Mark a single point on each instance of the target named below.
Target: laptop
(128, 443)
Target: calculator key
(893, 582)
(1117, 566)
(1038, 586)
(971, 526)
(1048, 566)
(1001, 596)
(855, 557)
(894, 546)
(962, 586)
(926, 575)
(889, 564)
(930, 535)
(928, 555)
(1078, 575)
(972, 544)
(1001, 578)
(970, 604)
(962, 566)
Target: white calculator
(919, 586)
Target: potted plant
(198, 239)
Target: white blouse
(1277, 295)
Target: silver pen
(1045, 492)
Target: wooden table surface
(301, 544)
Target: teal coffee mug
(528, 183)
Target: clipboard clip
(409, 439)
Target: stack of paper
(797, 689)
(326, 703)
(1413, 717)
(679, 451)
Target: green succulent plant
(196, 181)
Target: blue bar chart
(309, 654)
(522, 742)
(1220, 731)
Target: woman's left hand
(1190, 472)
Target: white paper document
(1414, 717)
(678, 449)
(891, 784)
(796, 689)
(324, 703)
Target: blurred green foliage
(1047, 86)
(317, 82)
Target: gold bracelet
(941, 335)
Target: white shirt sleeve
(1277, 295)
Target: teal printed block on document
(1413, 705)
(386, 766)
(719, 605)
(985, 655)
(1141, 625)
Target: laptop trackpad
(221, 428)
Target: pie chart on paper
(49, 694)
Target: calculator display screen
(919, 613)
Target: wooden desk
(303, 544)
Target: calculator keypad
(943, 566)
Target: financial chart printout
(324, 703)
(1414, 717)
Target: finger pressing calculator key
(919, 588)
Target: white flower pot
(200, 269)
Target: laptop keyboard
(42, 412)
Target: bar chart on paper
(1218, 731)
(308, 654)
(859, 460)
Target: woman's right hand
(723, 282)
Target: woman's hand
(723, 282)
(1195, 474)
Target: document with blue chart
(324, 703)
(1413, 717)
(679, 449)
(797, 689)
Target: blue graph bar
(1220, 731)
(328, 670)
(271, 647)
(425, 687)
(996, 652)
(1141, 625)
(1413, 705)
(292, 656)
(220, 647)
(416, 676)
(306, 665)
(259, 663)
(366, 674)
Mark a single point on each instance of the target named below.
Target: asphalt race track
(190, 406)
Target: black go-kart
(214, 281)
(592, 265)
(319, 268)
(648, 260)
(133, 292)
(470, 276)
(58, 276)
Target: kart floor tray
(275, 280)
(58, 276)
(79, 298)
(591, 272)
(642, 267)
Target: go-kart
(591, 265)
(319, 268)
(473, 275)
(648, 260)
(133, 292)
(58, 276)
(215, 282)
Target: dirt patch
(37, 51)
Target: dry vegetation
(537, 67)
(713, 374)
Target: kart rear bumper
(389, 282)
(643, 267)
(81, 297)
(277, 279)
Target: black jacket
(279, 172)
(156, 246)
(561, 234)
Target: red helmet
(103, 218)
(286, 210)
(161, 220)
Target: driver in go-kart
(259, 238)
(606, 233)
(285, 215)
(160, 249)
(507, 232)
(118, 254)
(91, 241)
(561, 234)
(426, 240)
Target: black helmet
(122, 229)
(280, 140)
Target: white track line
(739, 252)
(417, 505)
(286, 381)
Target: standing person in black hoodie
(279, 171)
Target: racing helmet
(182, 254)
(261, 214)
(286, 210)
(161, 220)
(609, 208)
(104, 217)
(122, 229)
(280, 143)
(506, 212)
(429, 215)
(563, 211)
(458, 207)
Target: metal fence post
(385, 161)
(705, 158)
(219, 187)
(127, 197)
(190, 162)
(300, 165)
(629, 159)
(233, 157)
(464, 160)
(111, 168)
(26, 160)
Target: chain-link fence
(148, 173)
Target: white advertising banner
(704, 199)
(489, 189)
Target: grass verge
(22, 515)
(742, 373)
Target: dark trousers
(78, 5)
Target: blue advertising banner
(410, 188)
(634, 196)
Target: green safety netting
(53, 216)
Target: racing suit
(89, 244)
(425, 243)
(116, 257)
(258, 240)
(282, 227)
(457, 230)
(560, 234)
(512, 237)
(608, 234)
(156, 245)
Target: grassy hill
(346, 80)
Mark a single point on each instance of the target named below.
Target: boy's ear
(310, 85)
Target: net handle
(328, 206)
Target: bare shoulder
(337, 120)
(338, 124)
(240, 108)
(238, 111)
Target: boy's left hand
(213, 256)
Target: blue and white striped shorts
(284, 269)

■ ■ ■

▸ **YOUR INSTRUCTIONS**: Write down all the entries again without a single difference.

▸ **SOLUTION TO THIS EXERCISE**:
Mark a single point on each instance of the target named below.
Target: laptop
(128, 443)
Target: calculator key
(893, 582)
(1117, 566)
(1038, 586)
(971, 526)
(1048, 566)
(1001, 596)
(855, 557)
(894, 546)
(962, 586)
(926, 575)
(889, 564)
(930, 535)
(928, 555)
(1078, 575)
(972, 544)
(1001, 578)
(970, 604)
(962, 566)
Target: white calculator
(919, 586)
Target: potted plant
(198, 239)
Target: white blouse
(1277, 295)
Target: silver pen
(1045, 492)
Target: wooden table surface
(301, 544)
Target: teal coffee mug
(528, 183)
Target: clipboard clip
(409, 439)
Target: stack of paper
(797, 689)
(326, 703)
(1413, 717)
(679, 451)
Target: green succulent plant
(196, 181)
Target: blue bar chart
(309, 654)
(522, 742)
(1220, 731)
Target: woman's left hand
(1190, 472)
Target: white paper document
(1414, 717)
(678, 449)
(891, 784)
(796, 689)
(324, 703)
Target: blurred green foliage
(1047, 86)
(317, 82)
Target: gold bracelet
(941, 335)
Target: white shirt sleeve
(1277, 295)
Target: teal printed block on document
(1413, 705)
(386, 766)
(719, 605)
(985, 655)
(1141, 625)
Target: laptop trackpad
(221, 428)
Target: pie chart on paper
(49, 694)
Target: calculator display screen
(919, 613)
Target: wooden desk
(303, 544)
Target: calculator keypad
(943, 566)
Target: financial chart printout
(324, 703)
(1414, 717)
Target: finger pressing calculator key
(919, 588)
Target: white flower pot
(200, 269)
Target: laptop keyboard
(42, 412)
Target: bar chart on paper
(1218, 731)
(308, 654)
(859, 460)
Target: woman's right hand
(723, 282)
Target: woman's hand
(723, 282)
(1195, 474)
Target: document with blue chart
(324, 703)
(1413, 717)
(679, 449)
(797, 689)
Target: blue graph bar
(1220, 731)
(328, 670)
(271, 647)
(425, 687)
(996, 652)
(1141, 625)
(1413, 705)
(292, 656)
(220, 647)
(416, 676)
(306, 665)
(259, 663)
(366, 674)
Mark a single point on each instance of the target named below.
Target: asphalt race track
(190, 406)
Target: black go-kart
(214, 281)
(592, 265)
(319, 268)
(648, 260)
(133, 292)
(470, 276)
(58, 276)
Target: kart floor tray
(275, 280)
(58, 276)
(79, 298)
(591, 272)
(642, 267)
Target: go-kart
(591, 265)
(319, 268)
(473, 275)
(648, 260)
(133, 292)
(58, 276)
(215, 282)
Target: dirt patch
(37, 51)
Target: dry vegetation
(537, 67)
(713, 374)
Target: kart rear bumper
(389, 282)
(643, 267)
(81, 297)
(277, 279)
Target: black jacket
(279, 172)
(156, 246)
(561, 234)
Target: red helmet
(103, 218)
(286, 210)
(161, 220)
Target: driver in go-kart
(259, 238)
(606, 233)
(285, 215)
(160, 249)
(507, 232)
(118, 254)
(91, 241)
(561, 234)
(426, 240)
Target: black helmet
(122, 229)
(280, 140)
Target: white track line
(739, 252)
(417, 505)
(286, 381)
Target: standing person in black hoodie
(279, 171)
Target: racing helmet
(182, 254)
(261, 214)
(286, 210)
(161, 220)
(609, 208)
(104, 217)
(122, 229)
(280, 143)
(506, 212)
(429, 215)
(563, 211)
(458, 207)
Target: metal fence post
(385, 161)
(705, 158)
(219, 187)
(127, 197)
(190, 162)
(300, 165)
(629, 159)
(233, 157)
(464, 160)
(111, 168)
(26, 160)
Target: chain-link fence
(148, 173)
Target: white advertising banner
(704, 199)
(489, 189)
Target: grass verge
(22, 515)
(742, 373)
Target: dark trousers
(78, 5)
Target: blue advertising banner
(410, 188)
(634, 196)
Target: green safety netting
(53, 216)
Target: racing suit
(89, 244)
(425, 243)
(116, 257)
(258, 240)
(282, 227)
(457, 230)
(560, 234)
(512, 237)
(608, 234)
(156, 245)
Target: grassy hill
(346, 80)
Mark a single point on each instance of the target named below.
Target: boy's ear
(310, 85)
Target: net handle
(328, 206)
Target: bare shoulder
(337, 120)
(338, 124)
(240, 108)
(238, 111)
Target: boy's left hand
(213, 256)
Target: blue and white striped shorts
(284, 269)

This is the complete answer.